- Task brief -
Go through the data below and copy it exactly, skipping every picture.

Labeled-object pointing entries
* BEGIN *
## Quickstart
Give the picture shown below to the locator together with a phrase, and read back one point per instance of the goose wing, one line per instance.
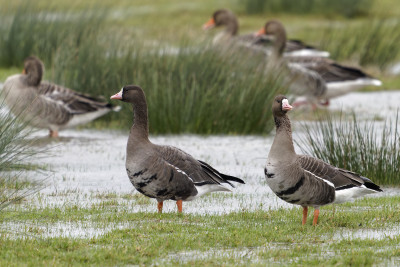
(199, 172)
(69, 100)
(341, 178)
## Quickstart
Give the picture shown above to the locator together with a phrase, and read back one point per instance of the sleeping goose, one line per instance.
(165, 172)
(317, 78)
(304, 180)
(226, 18)
(47, 105)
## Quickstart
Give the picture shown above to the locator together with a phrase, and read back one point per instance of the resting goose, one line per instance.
(304, 180)
(164, 172)
(318, 79)
(226, 18)
(47, 105)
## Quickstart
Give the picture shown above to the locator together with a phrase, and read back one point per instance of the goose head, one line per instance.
(223, 17)
(280, 106)
(130, 94)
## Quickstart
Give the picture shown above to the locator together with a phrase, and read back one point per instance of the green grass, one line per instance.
(261, 237)
(368, 148)
(87, 47)
(370, 43)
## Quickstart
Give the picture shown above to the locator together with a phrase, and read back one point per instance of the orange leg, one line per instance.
(53, 133)
(159, 206)
(179, 204)
(305, 212)
(316, 214)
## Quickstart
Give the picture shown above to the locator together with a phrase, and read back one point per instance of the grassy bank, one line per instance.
(368, 148)
(99, 47)
(259, 238)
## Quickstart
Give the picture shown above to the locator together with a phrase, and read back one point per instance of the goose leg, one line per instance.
(179, 204)
(53, 133)
(305, 212)
(316, 214)
(159, 206)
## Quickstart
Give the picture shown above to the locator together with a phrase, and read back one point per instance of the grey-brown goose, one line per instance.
(227, 19)
(48, 105)
(304, 180)
(164, 172)
(316, 78)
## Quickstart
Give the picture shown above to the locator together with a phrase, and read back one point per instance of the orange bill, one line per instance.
(209, 24)
(260, 32)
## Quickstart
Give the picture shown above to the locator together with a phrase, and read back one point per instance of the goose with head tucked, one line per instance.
(47, 105)
(305, 180)
(316, 78)
(165, 172)
(227, 19)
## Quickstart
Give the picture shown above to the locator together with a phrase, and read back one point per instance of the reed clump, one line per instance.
(368, 148)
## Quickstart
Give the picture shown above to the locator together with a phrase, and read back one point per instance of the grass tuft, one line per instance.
(368, 148)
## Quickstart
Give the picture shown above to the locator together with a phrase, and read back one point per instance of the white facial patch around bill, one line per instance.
(285, 102)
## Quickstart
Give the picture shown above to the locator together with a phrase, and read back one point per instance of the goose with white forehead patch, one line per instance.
(47, 105)
(227, 19)
(304, 180)
(317, 79)
(165, 172)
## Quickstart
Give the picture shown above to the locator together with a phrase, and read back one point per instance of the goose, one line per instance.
(226, 18)
(305, 180)
(318, 79)
(165, 172)
(47, 105)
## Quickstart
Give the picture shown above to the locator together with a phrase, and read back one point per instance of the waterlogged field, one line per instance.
(89, 212)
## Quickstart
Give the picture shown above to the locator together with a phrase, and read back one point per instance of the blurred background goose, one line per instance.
(47, 105)
(227, 19)
(318, 79)
(304, 180)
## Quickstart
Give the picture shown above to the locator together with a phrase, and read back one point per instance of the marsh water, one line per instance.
(82, 165)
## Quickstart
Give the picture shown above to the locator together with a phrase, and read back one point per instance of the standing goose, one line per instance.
(317, 78)
(47, 105)
(304, 180)
(226, 18)
(164, 172)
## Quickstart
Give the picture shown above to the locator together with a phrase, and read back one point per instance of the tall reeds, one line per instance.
(189, 89)
(346, 8)
(369, 148)
(15, 149)
(370, 43)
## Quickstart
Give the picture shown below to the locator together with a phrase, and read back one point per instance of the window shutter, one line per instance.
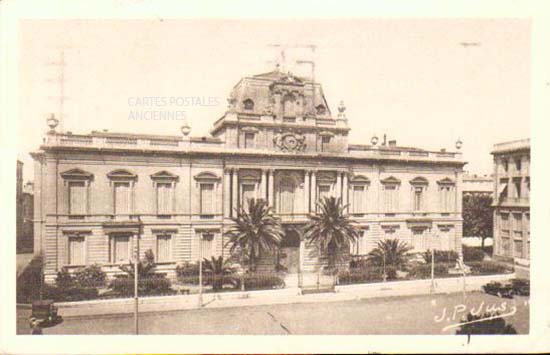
(76, 250)
(77, 198)
(207, 197)
(122, 198)
(164, 248)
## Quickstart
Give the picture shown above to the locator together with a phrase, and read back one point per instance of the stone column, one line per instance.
(345, 190)
(226, 193)
(263, 184)
(313, 197)
(339, 185)
(306, 191)
(235, 187)
(271, 192)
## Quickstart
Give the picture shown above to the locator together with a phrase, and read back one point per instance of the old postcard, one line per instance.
(275, 172)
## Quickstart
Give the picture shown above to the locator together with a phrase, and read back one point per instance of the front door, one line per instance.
(290, 252)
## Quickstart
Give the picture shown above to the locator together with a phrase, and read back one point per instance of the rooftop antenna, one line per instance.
(61, 63)
(283, 49)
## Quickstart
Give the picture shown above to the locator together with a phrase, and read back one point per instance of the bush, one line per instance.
(155, 284)
(472, 253)
(188, 273)
(357, 276)
(424, 271)
(441, 256)
(64, 279)
(521, 287)
(90, 276)
(69, 294)
(29, 281)
(488, 268)
(259, 282)
(488, 326)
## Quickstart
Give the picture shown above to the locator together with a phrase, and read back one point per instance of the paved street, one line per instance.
(395, 315)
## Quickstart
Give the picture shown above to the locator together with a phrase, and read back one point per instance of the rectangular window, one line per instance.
(418, 198)
(77, 197)
(517, 188)
(206, 246)
(505, 165)
(249, 140)
(446, 197)
(517, 222)
(324, 191)
(76, 250)
(164, 198)
(391, 198)
(122, 198)
(248, 193)
(505, 222)
(518, 248)
(358, 198)
(506, 246)
(207, 198)
(325, 143)
(518, 165)
(164, 248)
(359, 246)
(120, 249)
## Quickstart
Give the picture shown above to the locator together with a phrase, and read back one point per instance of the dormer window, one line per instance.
(248, 105)
(78, 191)
(122, 182)
(320, 109)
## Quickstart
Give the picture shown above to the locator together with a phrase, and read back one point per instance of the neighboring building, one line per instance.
(278, 140)
(477, 185)
(24, 213)
(511, 190)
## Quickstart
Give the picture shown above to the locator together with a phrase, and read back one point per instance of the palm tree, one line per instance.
(217, 268)
(391, 254)
(331, 229)
(256, 232)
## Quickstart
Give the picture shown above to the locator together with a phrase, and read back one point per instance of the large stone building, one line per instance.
(24, 213)
(278, 140)
(473, 184)
(512, 185)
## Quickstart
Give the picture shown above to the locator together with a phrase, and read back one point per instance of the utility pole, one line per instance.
(432, 287)
(136, 280)
(61, 63)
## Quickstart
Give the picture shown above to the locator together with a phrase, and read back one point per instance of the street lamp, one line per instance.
(136, 279)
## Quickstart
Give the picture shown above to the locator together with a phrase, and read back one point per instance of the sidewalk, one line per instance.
(268, 297)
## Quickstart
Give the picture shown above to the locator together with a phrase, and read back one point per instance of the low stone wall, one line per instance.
(282, 296)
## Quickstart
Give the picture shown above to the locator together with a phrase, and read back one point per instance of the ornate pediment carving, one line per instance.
(290, 141)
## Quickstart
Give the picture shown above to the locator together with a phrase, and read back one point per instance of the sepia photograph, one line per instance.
(284, 176)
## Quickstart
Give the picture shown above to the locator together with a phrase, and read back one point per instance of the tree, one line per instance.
(477, 214)
(255, 232)
(484, 324)
(391, 253)
(331, 228)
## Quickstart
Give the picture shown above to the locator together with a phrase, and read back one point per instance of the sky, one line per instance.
(412, 80)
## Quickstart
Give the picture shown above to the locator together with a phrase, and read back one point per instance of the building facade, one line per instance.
(24, 213)
(474, 184)
(278, 140)
(512, 186)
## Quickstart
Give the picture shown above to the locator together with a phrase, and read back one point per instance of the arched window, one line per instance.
(289, 105)
(287, 190)
(320, 109)
(248, 105)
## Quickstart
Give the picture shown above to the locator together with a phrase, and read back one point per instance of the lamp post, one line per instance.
(136, 280)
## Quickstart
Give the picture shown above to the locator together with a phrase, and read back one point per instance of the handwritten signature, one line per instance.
(457, 312)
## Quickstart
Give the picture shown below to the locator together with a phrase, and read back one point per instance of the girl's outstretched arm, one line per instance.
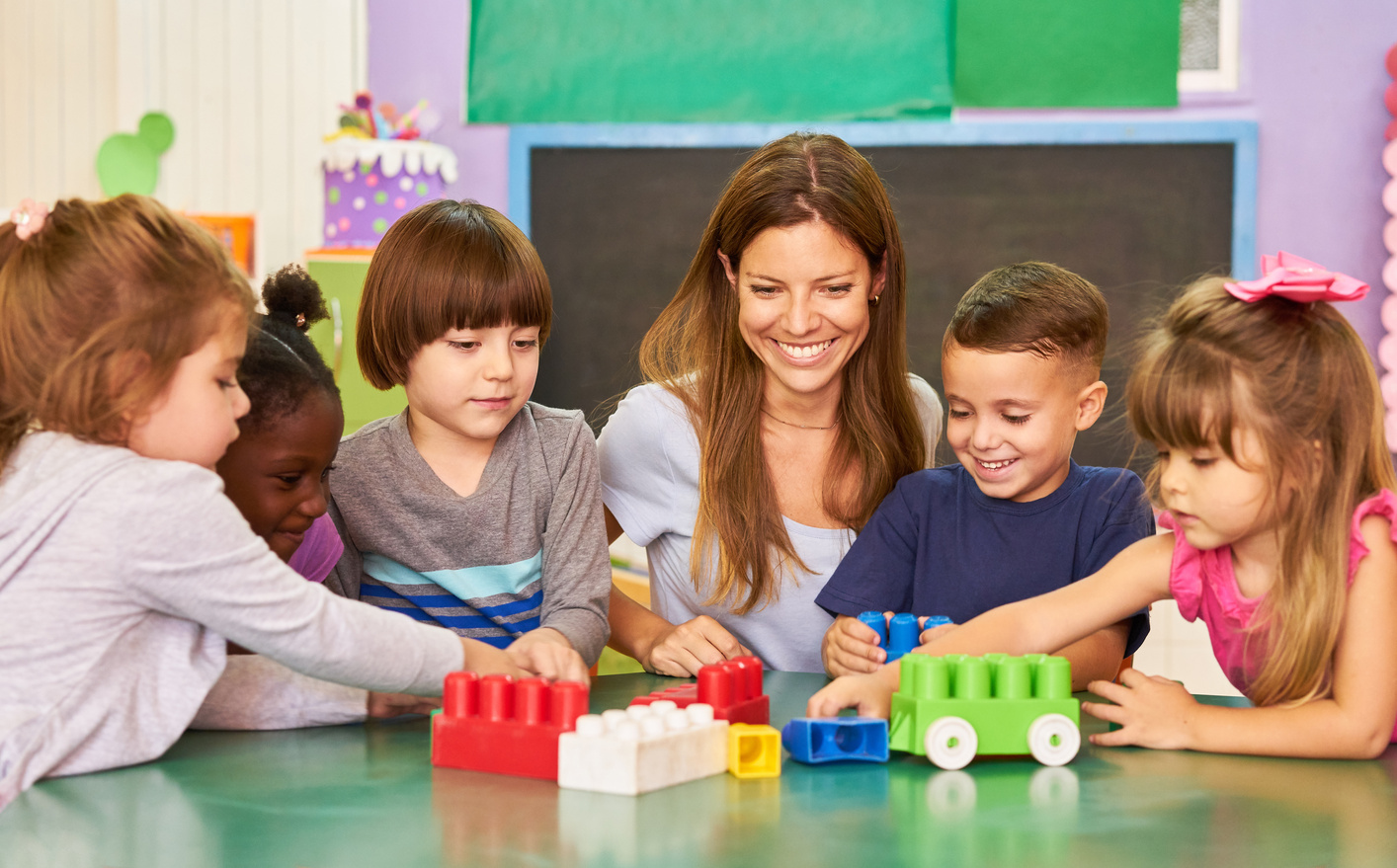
(1132, 580)
(1354, 723)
* END *
- Result of this task -
## Quickstart
Give the picture shown below to the locator together with a phrase, and read back one point per instance of the goose wing, one line per instance.
(199, 172)
(69, 100)
(341, 178)
## Quickstart
Give the picture shown above to the locator together with a phrase, and read back one point per instance of the sleeping goose, one line per instance.
(165, 172)
(317, 78)
(304, 180)
(226, 18)
(47, 105)
## Quickstart
Give the picture shown above to the locator together with a phrase, and read back one point per instance of the resting goose, one line per instance.
(304, 180)
(164, 172)
(318, 79)
(226, 18)
(47, 105)
## Quickstart
Give the picture shown above to the locator together with a phrase, and read back one point per instance of the goose head, one line per instance.
(223, 17)
(280, 106)
(130, 94)
## Quickstart
Give the picture shown above to the locator together with a phrase, and read back one point per instance of the green grass, one line per instance.
(261, 237)
(368, 148)
(87, 47)
(370, 43)
## Quickstart
Give the picture shown above to the locator together with a phrase, and read back one point per instance of the orange leg, one line per instance.
(53, 133)
(159, 206)
(179, 204)
(305, 212)
(316, 214)
## Quickstart
Give the picture shown above to the locator together with a phrase, and read back one point per instance of the grassy bank, one line per instance.
(368, 148)
(99, 47)
(259, 238)
## Quickstart
Give the picture shown above to the locator together with a phrase, and read back one point per instance of the goose leg, one line per instance.
(179, 204)
(53, 133)
(305, 212)
(316, 214)
(159, 206)
## Quickstart
Give the picture shown above to the locator together with a phrase, and read back one point per instance of the grey-brown goose, one line per instance.
(227, 19)
(48, 105)
(304, 180)
(164, 172)
(316, 78)
## Quickstart
Give the picture shown above to the locator together with a phrase, and read back one point per instance of the orange bill, one line per instance.
(209, 24)
(260, 32)
## Quickstart
Give the picture shown above to the locator together with a phrase, and read back one point per instance of the goose with head tucked, one line per instance.
(47, 105)
(305, 180)
(316, 78)
(165, 172)
(227, 19)
## Quickstart
Give the picture shown above to the locator together with a phrase, and read back one point per instance of the reed clump, one line per instance.
(368, 148)
## Quickstart
Give the picture shown above to the locator together with a phrase, and read back one point per instance of the grass tuft, one line per instance.
(368, 148)
## Quickstart
Give the picture shown above to the locator together with a phrase, and read back one point per instance of the white facial patch around bill, one line per instance.
(285, 102)
## Quickstart
Give the picture shown above to the locator together with a phrase, and read back one point per instance of the goose with white forehead patch, one line per instance.
(47, 105)
(227, 19)
(304, 180)
(317, 79)
(165, 172)
## Quickstart
Give the picture shown above to the locator together with a phrase, and read back one point per instance of the goose, one line per instance.
(226, 18)
(305, 180)
(318, 79)
(165, 172)
(47, 105)
## Quickstart
Give the picture shown above to the locator together with a phrase, and read back one point per instance of the waterlogged field, one line per instance.
(89, 212)
## Quickstart
Give the picture shown above to the locator together with a phrase, and read back one point per instance of the blurred background goose, one line per instance.
(47, 105)
(227, 19)
(318, 79)
(304, 180)
## Quickstart
Give the picture shown above to the locator together with a phrase, and read back one point per instance of the marsh water, one line per instance.
(82, 165)
## Quickstart
Give the picture shown above to the locator together with a phrase, and read back one point per instance of the standing goose, one line per instance.
(317, 78)
(47, 105)
(304, 180)
(226, 18)
(164, 172)
## Quickstart
Give the picture shown above to the locator together with a phrase, and read back one point per instance of the tall reeds, one line per instance.
(189, 89)
(346, 8)
(369, 148)
(15, 149)
(370, 43)
## Quickstart
Give the picture shown below to the locator together with a phrase, and read back one point per instance of the window shutter, one line per instance.
(76, 250)
(77, 198)
(207, 197)
(122, 198)
(164, 248)
## Quickstart
Give the picture shown above to the locator together with a phrase, and read back one point per instance of the stone column, one line per instance.
(345, 190)
(226, 193)
(263, 184)
(313, 197)
(339, 185)
(306, 191)
(235, 187)
(271, 192)
## Quickstart
Give the picture shown above to the locator together with a phrase, and read back one point per instance of the old postcard, one line per instance.
(275, 172)
## Quickstart
Give the picture shown above to the locator together with a phrase, and read back one point per instance of the front door, one line per instance.
(290, 252)
## Quickstart
Give the picture shown above to the locator together with a phrase, and read back one point per instance of the rooftop antenna, one line per instance.
(61, 63)
(283, 49)
## Quickstart
Give the picture shown above to the locator together with a phrase, and read back one point per instance of the bush, one line per instance.
(155, 284)
(472, 253)
(188, 273)
(357, 276)
(424, 271)
(441, 256)
(64, 279)
(521, 287)
(90, 276)
(69, 294)
(29, 281)
(488, 268)
(259, 282)
(488, 326)
## Quickstart
Give the picture shown above to the locator together with a phrase, and read back one point per instance of the paved street, one line per instance.
(395, 315)
## Quickstart
Give the picture shown above to the locator together with a phrase, and read back one point per instance of the rectangular window, one line per instance.
(418, 198)
(77, 197)
(517, 188)
(206, 246)
(505, 165)
(249, 140)
(446, 197)
(517, 222)
(324, 191)
(76, 250)
(164, 198)
(391, 198)
(122, 198)
(248, 193)
(505, 222)
(518, 248)
(358, 198)
(506, 246)
(207, 198)
(325, 143)
(518, 165)
(164, 248)
(359, 246)
(120, 249)
## Quickstart
Give the picture shown above to the locator together with a phrase, and read back one point per instance of the dormer window, one line per instance.
(248, 105)
(78, 191)
(122, 182)
(320, 109)
## Quickstart
Give the picture shown above to the locator together with a phrase, and read back one point per instance of the neighboring building, one line per instance.
(278, 140)
(477, 185)
(24, 213)
(511, 190)
## Quickstart
Give the picture shown above to the locator together with a phrase, and read back one point per instance of the palm tree, one line per instance.
(217, 268)
(391, 254)
(331, 229)
(256, 232)
## Quickstart
Give the picture shown above to the locator together with a phrase, and read back one point per instance of the large stone building, one line per instance.
(24, 213)
(278, 140)
(473, 184)
(512, 185)
## Quickstart
Give the picture shown above to the locator together with a phrase, and read back one point per instance of the utility pole, one line per instance.
(432, 287)
(136, 280)
(61, 63)
## Quickstart
Give the picture shown above to the locator together with a phrase, and read back one point per instance of the street lamp, one line per instance.
(136, 279)
## Quickstart
Give the picture shown above to the locator together with a phrase, and read back one point per instance of the sidewalk, one line per instance.
(268, 297)
## Quickstart
Give the picture shown above to the locator together with a phrase, and read back one point per instance of the low stone wall, one line per instance.
(282, 296)
## Quickstart
Give the picture shown above to the locator together with a phrase, and read back one point per instance of the ornate pediment carving, one line per instance.
(290, 141)
## Quickstart
Give the picture shown above to the locator together with a phrase, and read back one point per instance of the sepia photograph, one line per instance.
(284, 176)
## Quickstart
Give the picture shown above to the locator together with a phrase, and read back one point per instance of the tree, one line per instance.
(477, 214)
(255, 232)
(484, 324)
(391, 253)
(331, 228)
## Quickstart
Give the picture shown above to the locator together with a phrase, and read back one point per instance of the sky, one line per instance.
(412, 80)
## Quickstart
Give the picture shown above to the locator together with a phrase, and read back one point per instance of the building facade, one line per instance.
(24, 213)
(474, 184)
(278, 140)
(512, 186)
## Quickstart
Give the picture shown above to the locator together with a phrase, and read back one point per instance of the arched window, one line per instance.
(289, 105)
(287, 190)
(320, 109)
(248, 105)
## Quickstart
Give the picture shown above to the locator together with a phrase, and read back one point per instance of the lamp post, one line per instance.
(136, 280)
## Quickstart
Give the picture shown above to the locator together with a phrase, and read back one point per instance of the handwritten signature, one line per instance.
(457, 312)
## Quickstart
Give the picture shown below to the locator together with a phrase, and read back one point per instance of the girl's outstretched arm, one line per instance.
(1132, 580)
(1354, 723)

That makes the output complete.